+++ Reading text

= Lawrence C. Marshall =

American banker

Lawrence Clark Marshall (April 13, 1904 – November 29, 1972) was an American banker who served as president of the Bank of the Manhattan Company and, later, vice chairman of the Chase Manhattan Bank.

==Early life==
Marshall was born on April 13, 1904, in Orange, New Jersey, a son of Howard Marshall, vice president of the Irving Trust Company in New York. He graduated from Dartmouth College.

==Career==
Marshall began his banking career in 1925 with the American Exchange National Bank in New York. In 1934, he moved to the United States Trust Company of New York before joining the Bank of the Manhattan Company in 1946. Two years later, in 1948, Marshall was appointed president of the Bank of the Manhattan Company to succeed F. Abott Goodhue. He served in that role until 1955, when the bank merged with Chase National Bank. After the merger, he served as executive vice president in charge of Chase Manhattan Bank's Metropolitan department until 1961. In that role, he supervised the bank's business operations in New York City at the head office and the branches. In 1961, he was named vice chairman of the board of directors, serving until his retirement in 1969.

He was also a member of the investment advisory committee of the Commercial Union Insurance Company of New York, a director of the Grand Union Company, the Anaconda Company, the Moore & McCormack Company and the American-Hawaiian Steamship Company. He had also been a trustee of The Bank for Savings of New York, Manhattan Eye, Ear and Throat Hospital, the New York University Bellevue Medical Center, and chairman of the New York Heart Association, and treasurer of the American University of Beirut.

++++++

▶ [Work request 1] Repeat the part of the Lawrence C. Marshall biography that opens with the words containing "Lawrence Clark Marshall" and closes with "from Dartmouth College.", switching "Orange" to "Newark".
▶ [Work request 2] Which companies does the Lawrence C. Marshall biography name him as a director of?

+++ Extracted material

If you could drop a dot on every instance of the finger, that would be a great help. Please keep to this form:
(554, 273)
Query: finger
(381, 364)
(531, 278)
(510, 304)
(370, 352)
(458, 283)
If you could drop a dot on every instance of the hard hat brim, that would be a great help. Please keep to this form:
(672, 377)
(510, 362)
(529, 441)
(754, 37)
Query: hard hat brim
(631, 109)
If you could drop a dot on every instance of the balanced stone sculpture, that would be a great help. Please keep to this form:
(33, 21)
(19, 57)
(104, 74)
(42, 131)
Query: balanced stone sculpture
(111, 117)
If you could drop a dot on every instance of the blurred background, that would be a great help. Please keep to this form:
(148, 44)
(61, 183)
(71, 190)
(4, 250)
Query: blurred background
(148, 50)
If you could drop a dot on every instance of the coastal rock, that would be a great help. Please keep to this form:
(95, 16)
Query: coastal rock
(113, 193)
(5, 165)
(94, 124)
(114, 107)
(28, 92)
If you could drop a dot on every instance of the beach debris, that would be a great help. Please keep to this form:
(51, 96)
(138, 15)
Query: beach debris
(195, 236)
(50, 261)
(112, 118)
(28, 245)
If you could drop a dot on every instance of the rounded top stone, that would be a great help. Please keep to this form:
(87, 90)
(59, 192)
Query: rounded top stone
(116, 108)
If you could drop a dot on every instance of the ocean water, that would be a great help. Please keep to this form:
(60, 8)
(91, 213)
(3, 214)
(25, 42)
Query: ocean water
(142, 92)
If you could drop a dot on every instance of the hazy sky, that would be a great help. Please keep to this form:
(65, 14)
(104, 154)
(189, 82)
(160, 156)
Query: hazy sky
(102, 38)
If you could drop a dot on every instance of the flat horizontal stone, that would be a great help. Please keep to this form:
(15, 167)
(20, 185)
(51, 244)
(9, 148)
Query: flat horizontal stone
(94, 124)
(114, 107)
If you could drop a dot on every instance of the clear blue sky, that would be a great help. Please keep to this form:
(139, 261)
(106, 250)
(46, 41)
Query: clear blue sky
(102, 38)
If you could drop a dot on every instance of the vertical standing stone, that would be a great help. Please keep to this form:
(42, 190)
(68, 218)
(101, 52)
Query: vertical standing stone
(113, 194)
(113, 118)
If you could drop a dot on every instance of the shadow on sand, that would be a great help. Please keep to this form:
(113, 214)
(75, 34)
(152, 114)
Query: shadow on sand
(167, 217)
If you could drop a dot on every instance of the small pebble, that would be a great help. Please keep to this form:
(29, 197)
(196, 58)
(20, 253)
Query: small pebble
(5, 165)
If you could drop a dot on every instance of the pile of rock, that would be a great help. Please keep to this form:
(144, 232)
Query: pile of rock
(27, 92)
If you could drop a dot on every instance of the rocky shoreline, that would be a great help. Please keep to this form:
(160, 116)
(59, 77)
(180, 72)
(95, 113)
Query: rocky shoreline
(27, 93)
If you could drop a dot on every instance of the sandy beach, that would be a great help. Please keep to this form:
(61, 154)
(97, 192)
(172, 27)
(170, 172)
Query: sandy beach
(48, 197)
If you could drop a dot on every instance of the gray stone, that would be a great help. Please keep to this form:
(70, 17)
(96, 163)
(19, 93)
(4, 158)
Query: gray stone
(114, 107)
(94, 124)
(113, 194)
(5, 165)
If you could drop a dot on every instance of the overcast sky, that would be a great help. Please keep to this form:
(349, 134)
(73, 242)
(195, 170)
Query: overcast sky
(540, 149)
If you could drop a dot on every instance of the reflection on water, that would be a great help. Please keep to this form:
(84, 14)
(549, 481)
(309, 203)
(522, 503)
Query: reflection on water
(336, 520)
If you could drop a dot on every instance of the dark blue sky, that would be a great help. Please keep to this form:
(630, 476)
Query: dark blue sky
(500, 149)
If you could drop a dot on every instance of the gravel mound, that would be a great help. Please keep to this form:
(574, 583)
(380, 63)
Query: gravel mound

++++++

▶ [Answer space 1]
Lawrence Clark Marshall (April 13, 1904 – November 29, 1972) was an American banker who served as president of the Bank of the Manhattan Company and, later, vice chairman of the Chase Manhattan Bank.

==Early life==
Marshall was born on April 13, 1904, in Newark, New Jersey, a son of Howard Marshall, vice president of the Irving Trust Company in New York. He graduated from Dartmouth College.

▶ [Answer space 2]
- the Grand Union Company
- the Anaconda Company
- the Moore & McCormack Company
- the American-Hawaiian Steamship Company